=== What the task requires ===
Reproduce the following text about the Children's Development Centre at the Mae Tao Clinic in full, word for word.

=== Document passage ===
........
The Mae Tao Clinic’s own school, The Children’s Development Centre, began as a small facility for the children of staff, and now has over 1000 pupils and several boarding houses.

History

Like the other migrant workers in the Mae Sot area who were settling and starting families, by 1995 the staff of MTC also found themselves needing day-care services for their own children.  As a solution the MTC Nursery Care program was started, initially caring for approximately 20 children. The next logical step was a primary school and so the Children’s Development Centre was established in 1997, with 5 staff members. This was located in a house across the highway from the clinic, providing more space for both work and play for the students. Although not officially, the CDC was already acting as a boarding facility as well, caring for 10 children by 1999.

The next major challenge came as these children completed primary level schooling, thus a separate high school was established in 2005, with 2009 seeing the first grade 12 graduating class. In 2009, a new school facility was inaugurated with all the children from primary to grade 12 in the same facility.

CDC Today

We now have over 1,000 students enrolled at the CDC, with approximately 50% being cared for in boarding facilities. Between the school and the boarding facilities there are over 80 staff members performing all duties. Currently the CDC offers a wide variety of classes including: Thai, Burmese, English, Mathematics, Chemistry, Physics, Economics, Geography, History, Social Studies, Community Development and Computer Skills.

UN Declaration of Human Rights

Under the UN Declaration of Human Rights, the children accompanying their parents across the border as well as those born stateless in Thailand have a universal right to education. In 2005 the Thai government passed a resolution, stating that all children living in Thailand should have access to education regardless of race, nationality or legal status. The Thai Ministry of Education have been working with the International Labour Organisation to improve access to education for Burmese children, establishing a school-mapping system to better understand the demographics of these children, as well as working on tools for better integration of these students through curriculum development.
........
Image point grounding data
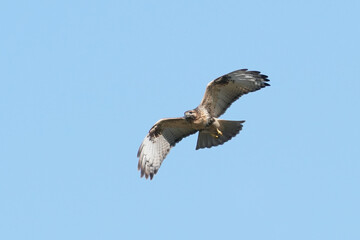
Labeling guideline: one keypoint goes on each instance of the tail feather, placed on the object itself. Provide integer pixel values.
(229, 130)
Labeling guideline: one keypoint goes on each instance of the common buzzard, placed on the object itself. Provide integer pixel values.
(219, 95)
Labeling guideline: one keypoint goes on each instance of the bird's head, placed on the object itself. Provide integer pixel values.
(190, 115)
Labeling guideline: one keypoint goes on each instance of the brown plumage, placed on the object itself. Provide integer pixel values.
(219, 95)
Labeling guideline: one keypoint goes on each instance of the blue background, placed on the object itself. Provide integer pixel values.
(81, 83)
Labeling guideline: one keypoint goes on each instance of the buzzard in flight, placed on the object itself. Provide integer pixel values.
(219, 95)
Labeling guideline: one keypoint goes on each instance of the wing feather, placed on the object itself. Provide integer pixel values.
(223, 91)
(158, 142)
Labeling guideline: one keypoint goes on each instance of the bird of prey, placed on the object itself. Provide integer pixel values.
(219, 95)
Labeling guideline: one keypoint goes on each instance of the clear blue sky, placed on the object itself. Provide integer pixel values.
(81, 83)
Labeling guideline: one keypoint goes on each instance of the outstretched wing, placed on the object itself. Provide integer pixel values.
(157, 144)
(225, 90)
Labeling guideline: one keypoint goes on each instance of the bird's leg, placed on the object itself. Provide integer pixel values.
(219, 133)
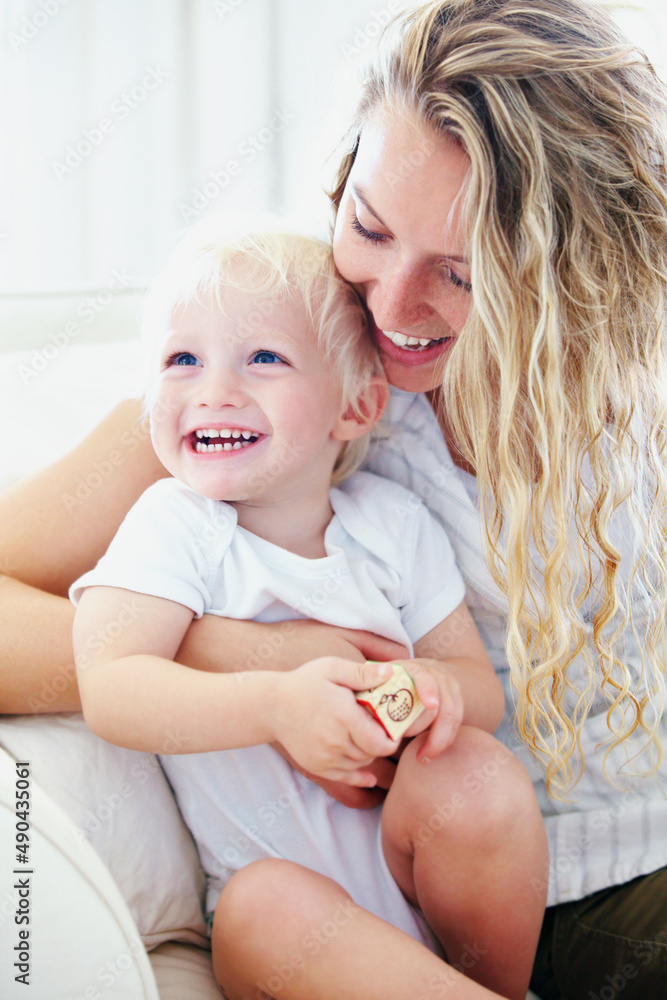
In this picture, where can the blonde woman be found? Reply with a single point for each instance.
(502, 207)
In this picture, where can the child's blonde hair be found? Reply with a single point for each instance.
(555, 391)
(278, 266)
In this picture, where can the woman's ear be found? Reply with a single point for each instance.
(371, 404)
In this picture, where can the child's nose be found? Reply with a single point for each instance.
(222, 388)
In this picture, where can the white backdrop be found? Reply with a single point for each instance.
(123, 120)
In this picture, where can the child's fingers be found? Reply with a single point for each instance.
(427, 686)
(357, 676)
(358, 778)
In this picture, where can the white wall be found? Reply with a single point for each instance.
(175, 107)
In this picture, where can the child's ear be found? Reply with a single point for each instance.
(370, 406)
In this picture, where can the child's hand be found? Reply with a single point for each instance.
(317, 719)
(441, 697)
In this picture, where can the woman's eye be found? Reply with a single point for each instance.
(266, 358)
(367, 234)
(455, 280)
(181, 358)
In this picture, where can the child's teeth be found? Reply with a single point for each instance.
(402, 340)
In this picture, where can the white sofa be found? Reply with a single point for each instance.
(116, 891)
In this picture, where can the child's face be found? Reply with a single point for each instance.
(246, 408)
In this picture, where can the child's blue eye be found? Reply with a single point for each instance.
(266, 358)
(182, 358)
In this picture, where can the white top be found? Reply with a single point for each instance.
(389, 567)
(605, 835)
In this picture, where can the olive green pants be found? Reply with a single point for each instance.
(609, 946)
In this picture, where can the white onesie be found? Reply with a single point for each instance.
(389, 569)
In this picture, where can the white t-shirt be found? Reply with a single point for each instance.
(605, 835)
(389, 569)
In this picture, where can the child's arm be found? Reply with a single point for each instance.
(134, 694)
(455, 681)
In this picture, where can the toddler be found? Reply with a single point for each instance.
(265, 386)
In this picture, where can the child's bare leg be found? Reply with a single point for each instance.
(464, 839)
(283, 931)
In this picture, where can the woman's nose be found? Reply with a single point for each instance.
(397, 299)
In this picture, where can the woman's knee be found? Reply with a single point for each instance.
(477, 784)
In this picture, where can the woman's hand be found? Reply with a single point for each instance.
(317, 719)
(384, 769)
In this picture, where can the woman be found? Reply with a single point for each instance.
(502, 207)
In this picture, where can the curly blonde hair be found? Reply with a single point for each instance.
(556, 390)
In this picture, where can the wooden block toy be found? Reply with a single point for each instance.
(394, 704)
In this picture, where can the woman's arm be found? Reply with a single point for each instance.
(456, 681)
(56, 524)
(53, 526)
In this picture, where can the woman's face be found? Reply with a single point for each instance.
(399, 241)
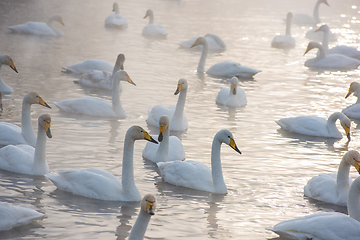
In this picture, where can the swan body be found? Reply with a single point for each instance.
(40, 28)
(115, 20)
(170, 147)
(284, 41)
(324, 226)
(178, 120)
(316, 126)
(216, 44)
(6, 60)
(100, 184)
(153, 30)
(332, 61)
(12, 134)
(95, 106)
(233, 96)
(334, 188)
(102, 79)
(223, 69)
(196, 175)
(12, 216)
(148, 205)
(26, 159)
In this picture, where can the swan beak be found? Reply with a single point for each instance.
(233, 145)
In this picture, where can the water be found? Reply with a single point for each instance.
(265, 183)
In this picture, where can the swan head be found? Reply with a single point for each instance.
(182, 86)
(164, 122)
(6, 59)
(148, 204)
(34, 98)
(45, 122)
(226, 136)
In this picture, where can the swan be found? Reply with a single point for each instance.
(332, 61)
(95, 106)
(13, 216)
(40, 28)
(24, 158)
(334, 188)
(325, 225)
(305, 19)
(102, 79)
(115, 20)
(148, 205)
(233, 96)
(196, 175)
(178, 120)
(12, 134)
(316, 126)
(170, 147)
(223, 69)
(100, 184)
(153, 30)
(284, 41)
(216, 44)
(6, 60)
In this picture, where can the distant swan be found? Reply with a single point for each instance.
(40, 28)
(6, 60)
(178, 120)
(197, 175)
(100, 184)
(223, 69)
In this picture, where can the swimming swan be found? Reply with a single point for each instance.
(148, 205)
(6, 60)
(178, 120)
(26, 159)
(326, 225)
(95, 106)
(12, 134)
(223, 69)
(170, 147)
(284, 41)
(317, 126)
(100, 184)
(197, 175)
(40, 28)
(233, 96)
(333, 188)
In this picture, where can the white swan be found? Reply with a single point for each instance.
(332, 61)
(216, 44)
(13, 216)
(6, 60)
(95, 106)
(284, 41)
(12, 134)
(197, 175)
(170, 147)
(26, 159)
(115, 20)
(153, 30)
(102, 79)
(333, 188)
(223, 69)
(147, 209)
(178, 120)
(100, 184)
(317, 126)
(327, 225)
(40, 28)
(305, 19)
(233, 96)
........
=== Result of this exercise ===
The Mae Tao Clinic’s own school, The Children’s Development Centre, began as a small facility for the children of staff, and now has over 1000 pupils and several boarding houses.

History

Like the other migrant workers in the Mae Sot area who were settling and starting families, by 1995 the staff of MTC also found themselves needing day-care services for their own children.  As a solution the MTC Nursery Care program was started, initially caring for approximately 20 children. The next logical step was a primary school and so the Children’s Development Centre was established in 1997, with 5 staff members. This was located in a house across the highway from the clinic, providing more space for both work and play for the students. Although not officially, the CDC was already acting as a boarding facility as well, caring for 10 children by 1999.

The next major challenge came as these children completed primary level schooling, thus a separate high school was established in 2005, with 2009 seeing the first grade 12 graduating class. In 2009, a new school facility was inaugurated with all the children from primary to grade 12 in the same facility.

CDC Today

We now have over 1,000 students enrolled at the CDC, with approximately 50% being cared for in boarding facilities. Between the school and the boarding facilities there are over 80 staff members performing all duties. Currently the CDC offers a wide variety of classes including: Thai, Burmese, English, Mathematics, Chemistry, Physics, Economics, Geography, History, Social Studies, Community Development and Computer Skills.

UN Declaration of Human Rights

Under the UN Declaration of Human Rights, the children accompanying their parents across the border as well as those born stateless in Thailand have a universal right to education. In 2005 the Thai government passed a resolution, stating that all children living in Thailand should have access to education regardless of race, nationality or legal status. The Thai Ministry of Education have been working with the International Labour Organisation to improve access to education for Burmese children, establishing a school-mapping system to better understand the demographics of these children, as well as working on tools for better integration of these students through curriculum development.